====== Data for this exercise ======

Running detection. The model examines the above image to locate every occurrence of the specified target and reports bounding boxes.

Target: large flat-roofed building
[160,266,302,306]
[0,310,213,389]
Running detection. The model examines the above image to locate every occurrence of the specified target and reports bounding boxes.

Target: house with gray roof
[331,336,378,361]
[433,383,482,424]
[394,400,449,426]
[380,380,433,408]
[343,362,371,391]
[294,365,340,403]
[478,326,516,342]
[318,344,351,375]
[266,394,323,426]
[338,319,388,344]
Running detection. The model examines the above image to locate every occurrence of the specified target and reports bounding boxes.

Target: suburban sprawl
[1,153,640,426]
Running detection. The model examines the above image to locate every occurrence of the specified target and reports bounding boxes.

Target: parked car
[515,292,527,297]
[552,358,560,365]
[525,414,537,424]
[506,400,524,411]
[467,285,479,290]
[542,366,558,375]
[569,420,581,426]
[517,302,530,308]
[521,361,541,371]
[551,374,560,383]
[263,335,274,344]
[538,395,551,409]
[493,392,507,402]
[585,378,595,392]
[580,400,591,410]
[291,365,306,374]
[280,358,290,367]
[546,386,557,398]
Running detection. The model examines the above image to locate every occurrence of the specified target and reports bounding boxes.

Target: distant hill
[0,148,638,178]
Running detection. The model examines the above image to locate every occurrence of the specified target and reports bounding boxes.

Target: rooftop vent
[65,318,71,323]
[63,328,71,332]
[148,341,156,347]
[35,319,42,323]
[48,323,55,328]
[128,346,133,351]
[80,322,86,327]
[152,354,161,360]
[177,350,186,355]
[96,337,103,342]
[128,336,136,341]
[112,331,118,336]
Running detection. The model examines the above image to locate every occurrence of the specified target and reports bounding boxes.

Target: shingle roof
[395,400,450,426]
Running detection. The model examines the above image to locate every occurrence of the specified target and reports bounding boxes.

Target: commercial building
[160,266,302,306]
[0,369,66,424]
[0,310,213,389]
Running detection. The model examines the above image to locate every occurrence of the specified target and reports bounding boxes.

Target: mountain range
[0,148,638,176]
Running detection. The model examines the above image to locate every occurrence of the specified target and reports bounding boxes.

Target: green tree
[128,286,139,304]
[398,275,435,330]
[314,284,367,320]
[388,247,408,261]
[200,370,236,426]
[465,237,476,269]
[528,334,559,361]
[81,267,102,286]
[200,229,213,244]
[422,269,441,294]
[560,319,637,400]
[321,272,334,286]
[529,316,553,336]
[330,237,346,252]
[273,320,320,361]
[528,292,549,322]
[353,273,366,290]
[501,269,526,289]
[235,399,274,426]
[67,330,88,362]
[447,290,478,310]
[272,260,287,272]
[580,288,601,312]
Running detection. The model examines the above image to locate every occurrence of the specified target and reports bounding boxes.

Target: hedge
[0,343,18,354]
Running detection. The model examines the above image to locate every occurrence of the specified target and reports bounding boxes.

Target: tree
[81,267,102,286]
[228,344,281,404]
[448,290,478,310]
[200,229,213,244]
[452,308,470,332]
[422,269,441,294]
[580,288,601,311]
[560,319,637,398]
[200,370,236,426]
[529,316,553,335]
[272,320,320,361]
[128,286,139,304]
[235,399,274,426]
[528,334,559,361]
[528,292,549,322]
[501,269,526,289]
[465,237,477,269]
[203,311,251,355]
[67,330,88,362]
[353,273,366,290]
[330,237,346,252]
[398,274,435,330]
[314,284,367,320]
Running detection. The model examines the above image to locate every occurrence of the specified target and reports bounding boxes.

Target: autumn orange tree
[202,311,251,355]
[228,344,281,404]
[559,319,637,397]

======

None of the records may be left out; each is to be restated exactly.

Running detection. The model examines the above image to locate every occurrence of the specified target and reports bounding boxes.

Target: large flat-roofed building
[160,266,302,306]
[0,310,213,389]
Running detection. The model examines the above image to locate every occurrence of the specified target and reports bounding boxes.

Target: house with gray roof
[331,336,378,361]
[433,383,482,424]
[394,400,449,426]
[380,380,433,408]
[343,362,371,391]
[294,365,340,403]
[478,326,516,342]
[318,344,351,375]
[266,394,323,426]
[338,319,388,344]
Running detection. The model examines the above image to locate every occurrence of the specified target and reports bounding boxes.

Target: suburban sprawl
[1,153,640,426]
Running detection. The model examines the above image to locate every occurrence of the specified target and reports bounding boxes.

Target: parked car
[515,292,527,297]
[552,358,560,365]
[525,414,537,424]
[506,400,524,411]
[467,285,479,290]
[542,366,558,375]
[569,420,581,426]
[517,302,530,308]
[521,361,541,371]
[551,374,560,383]
[263,335,274,344]
[538,395,551,409]
[493,392,507,402]
[585,378,595,392]
[580,400,591,410]
[291,365,306,374]
[280,358,290,367]
[546,386,557,398]
Running detection. The model examines the above image to locate every occurrence of the specified target and reports bounding boxes.

Target: distant hill
[0,148,638,178]
Running detection. The model examines the above image to locate every occurrence of the specified target and reports bounding boxes.

Target: rooftop vent
[65,318,71,323]
[63,328,71,332]
[148,341,156,347]
[35,319,42,323]
[48,323,55,328]
[128,346,133,351]
[80,322,86,327]
[152,354,161,360]
[177,350,186,355]
[96,337,103,342]
[128,336,136,341]
[112,331,118,336]
Running detection. The model examines the above image to locate every occurrence of the specified target and reports bounding boxes.

Target: shingle roof
[395,400,450,426]
Running detection. The model examines the above image to locate every occurrence of the specified target and reports bounding boxes.

Target: commercial building
[160,266,302,306]
[0,369,66,424]
[0,310,213,389]
Running detection. The model examines the above image to locate every occurrence of the specified target and reports bounding boxes.

Target: mountain range
[0,148,638,176]
Running detection. The model examines the above image to locate every occurrence of the specified target and reports bounding boxes.

Target: green tree
[128,286,139,304]
[398,275,435,330]
[314,284,367,320]
[388,247,408,261]
[200,370,236,426]
[465,237,476,269]
[528,334,559,361]
[81,267,102,286]
[200,229,213,244]
[422,269,441,294]
[560,319,637,400]
[321,272,334,286]
[529,316,553,336]
[330,237,346,252]
[273,320,320,361]
[528,292,549,322]
[353,273,366,290]
[501,269,526,289]
[235,399,274,426]
[67,330,88,362]
[447,290,478,310]
[272,260,287,272]
[580,288,601,312]
Running detection. The model examines the above image to locate every occurrence of the specified target and reports bounding boxes.

Target: hedge
[0,343,18,354]
Running detection. The model examines the above image to locate every occurrence of the specified target and reports bounding boxes.

Target: tree
[81,267,102,286]
[228,344,281,404]
[448,290,478,310]
[200,229,213,244]
[452,308,470,332]
[422,269,441,294]
[580,288,601,311]
[560,319,637,398]
[200,370,236,426]
[529,316,553,335]
[272,320,320,361]
[128,286,139,304]
[235,399,274,426]
[528,334,559,361]
[528,292,549,322]
[501,269,526,289]
[465,237,477,269]
[203,311,251,355]
[67,330,88,362]
[353,273,366,290]
[330,237,346,252]
[398,274,435,330]
[314,284,367,320]
Running detection. The model examines the above image to locate every occurrence of the specified target and reports bounding boxes.

Target: autumn orange tree
[202,311,251,355]
[228,344,281,404]
[559,319,637,397]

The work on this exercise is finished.